• [Tugas 1]
Jawablah pertanyaan berikut berdasarkan teks tentang royalti hak cipta.
(a) Undang-undang nomor dan tahun berapa yang disingkat UUHC 2014?
(b) Pasal dan ayat mana yang memungkinkan penggunaan komersial ciptaan tanpa izin langsung, asalkan imbalan dibayarkan melalui LMK?
(c) Sengketa royalti antara siapa yang disebut sebagai contoh kasus di pengadilan?
____ Kutipan
Menemukan Titik Tengah: Alternatif Penyelesaian Persoalan Hukum tentang Royalti Hak Cipta

  • Maskobus
  • Sep 10, 2025

Isu royalti hak cipta, sebagai hak eksklusif dan ekonomi pencipta, belakangan ini menghangat dalam industri musik dan lagu. Undang-Undang Hak Cipta Nomor 28 Tahun 2014 (UUHC 2014) menjadi sorotan, dengan beberapa pihak menganggap norma-normanya justru memicu konflik hukum. Beberapa usulan bahkan menyerukan amandemen undang-undang ini, sementara pencipta merasa dirugikan oleh pengaturan royalti yang ada.

Perdebatan utama berpusat pada Pasal 9 ayat (2) dan (3) UUHC 2014, yang mengatur tentang izin pencipta, dan Pasal 23 ayat (5), yang memungkinkan penggunaan komersial ciptaan tanpa izin langsung, asalkan imbalan dibayarkan melalui Lembaga Manajemen Kolektif (LMK). Interpretasi yang berbeda atas kedua pasal ini memicu dialektika di masyarakat. Ada yang menganggap Pasal 9 mewajibkan izin pencipta, sementara Pasal 23 membolehkan penggunaan komersial tanpa izin, asalkan ada pembayaran royalti.

Pergeseran persoalan kemudian terjadi, dengan fokus pada kerugian pencipta akibat tafsir kedua pasal tersebut. Meskipun ada kewajiban pembayaran royalti, pencipta merasa dirugikan.

Problematika Royalti Hak Cipta: Lebih dari Sekadar Undang-Undang

Menemukan Titik Tengah: Alternatif Penyelesaian Persoalan Hukum tentang Royalti Hak Cipta

Sengketa royalti ini berujung di pengadilan, seperti kasus antara Ari Bias dan Agnes Monica. Putusan Mahkamah Agung pun belum mengakhiri persoalan. Fokus kemudian beralih ke LMK dan Lembaga Manajemen Kolektif Nasional (LMKN), yang dianggap tidak transparan dalam mengelola dan mendistribusikan royalti. Pencipta merasa menerima royalti yang tidak sepadan.
________
____ Data Tersedia
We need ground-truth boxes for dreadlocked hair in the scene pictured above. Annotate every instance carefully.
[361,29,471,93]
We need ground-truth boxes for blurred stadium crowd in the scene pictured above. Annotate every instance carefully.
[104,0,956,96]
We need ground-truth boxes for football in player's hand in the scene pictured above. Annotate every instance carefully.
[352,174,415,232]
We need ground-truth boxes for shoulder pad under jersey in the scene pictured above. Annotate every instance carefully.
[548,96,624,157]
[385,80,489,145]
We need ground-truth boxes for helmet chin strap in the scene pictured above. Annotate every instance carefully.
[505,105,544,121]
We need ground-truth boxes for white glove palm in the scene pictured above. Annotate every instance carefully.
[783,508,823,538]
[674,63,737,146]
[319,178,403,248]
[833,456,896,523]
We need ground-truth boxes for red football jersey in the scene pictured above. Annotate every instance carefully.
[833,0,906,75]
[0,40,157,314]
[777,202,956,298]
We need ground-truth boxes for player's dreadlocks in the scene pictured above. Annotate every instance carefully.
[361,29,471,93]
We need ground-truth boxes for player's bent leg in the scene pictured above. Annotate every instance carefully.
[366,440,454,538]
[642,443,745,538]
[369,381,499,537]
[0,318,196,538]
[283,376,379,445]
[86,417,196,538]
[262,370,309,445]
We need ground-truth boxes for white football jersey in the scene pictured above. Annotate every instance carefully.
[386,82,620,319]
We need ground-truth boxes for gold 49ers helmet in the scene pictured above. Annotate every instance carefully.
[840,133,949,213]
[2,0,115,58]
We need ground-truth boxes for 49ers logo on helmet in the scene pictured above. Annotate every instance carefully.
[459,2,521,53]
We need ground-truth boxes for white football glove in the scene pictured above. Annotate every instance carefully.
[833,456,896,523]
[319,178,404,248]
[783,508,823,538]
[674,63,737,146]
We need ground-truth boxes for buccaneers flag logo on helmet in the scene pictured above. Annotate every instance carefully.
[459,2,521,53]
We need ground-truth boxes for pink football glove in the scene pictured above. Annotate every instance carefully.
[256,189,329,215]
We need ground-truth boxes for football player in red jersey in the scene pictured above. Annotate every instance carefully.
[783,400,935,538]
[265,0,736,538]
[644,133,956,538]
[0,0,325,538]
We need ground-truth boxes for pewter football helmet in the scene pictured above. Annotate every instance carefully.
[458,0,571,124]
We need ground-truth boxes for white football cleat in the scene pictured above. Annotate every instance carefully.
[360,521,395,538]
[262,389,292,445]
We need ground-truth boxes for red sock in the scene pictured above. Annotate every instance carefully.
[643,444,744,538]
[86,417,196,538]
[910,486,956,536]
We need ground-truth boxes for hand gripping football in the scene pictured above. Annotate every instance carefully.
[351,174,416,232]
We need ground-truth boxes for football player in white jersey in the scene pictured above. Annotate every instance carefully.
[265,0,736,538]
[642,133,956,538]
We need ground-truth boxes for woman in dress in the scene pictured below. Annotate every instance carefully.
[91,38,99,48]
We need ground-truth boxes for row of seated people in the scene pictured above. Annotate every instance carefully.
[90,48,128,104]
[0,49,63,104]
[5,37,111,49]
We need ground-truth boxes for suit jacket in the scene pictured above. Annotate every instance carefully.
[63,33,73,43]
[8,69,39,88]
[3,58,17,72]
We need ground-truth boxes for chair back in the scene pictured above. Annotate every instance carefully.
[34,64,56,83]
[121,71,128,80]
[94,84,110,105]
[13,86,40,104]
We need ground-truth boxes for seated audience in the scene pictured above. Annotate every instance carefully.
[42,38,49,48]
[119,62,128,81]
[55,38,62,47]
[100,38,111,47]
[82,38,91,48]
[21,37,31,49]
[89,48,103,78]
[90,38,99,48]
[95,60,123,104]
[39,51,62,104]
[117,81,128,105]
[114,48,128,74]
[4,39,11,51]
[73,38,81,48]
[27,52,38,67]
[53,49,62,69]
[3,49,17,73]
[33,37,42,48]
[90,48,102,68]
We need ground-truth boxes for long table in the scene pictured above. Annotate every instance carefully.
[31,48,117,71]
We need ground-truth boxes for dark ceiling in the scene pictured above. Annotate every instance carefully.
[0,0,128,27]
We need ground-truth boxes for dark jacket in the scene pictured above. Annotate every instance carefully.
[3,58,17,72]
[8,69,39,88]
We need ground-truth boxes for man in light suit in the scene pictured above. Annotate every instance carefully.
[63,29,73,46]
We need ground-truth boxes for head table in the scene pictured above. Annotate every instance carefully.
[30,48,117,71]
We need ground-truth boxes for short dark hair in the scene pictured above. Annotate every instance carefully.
________
• [Tugas 2]
Pada catatan, ubahlah bagian dari baris yang memuat "We need ground-truth boxes for woman" sampai baris yang memuat "[5,37,111,49]" dengan mengganti "seated" menjadi "standing" tanpa perubahan lain. Tuliskan bagian itu saja.

• [Jawaban 1]
(a) Undang-Undang Hak Cipta Nomor 28 Tahun 2014.
(b) Pasal 23 ayat (5).
(c) Antara Ari Bias dan Agnes Monica.

• [Jawaban 2]
We need ground-truth boxes for woman in dress in the scene pictured below. Annotate every instance carefully.
[91,38,99,48]
We need ground-truth boxes for row of standing people in the scene pictured above. Annotate every instance carefully.
[90,48,128,104]
[0,49,63,104]
[5,37,111,49]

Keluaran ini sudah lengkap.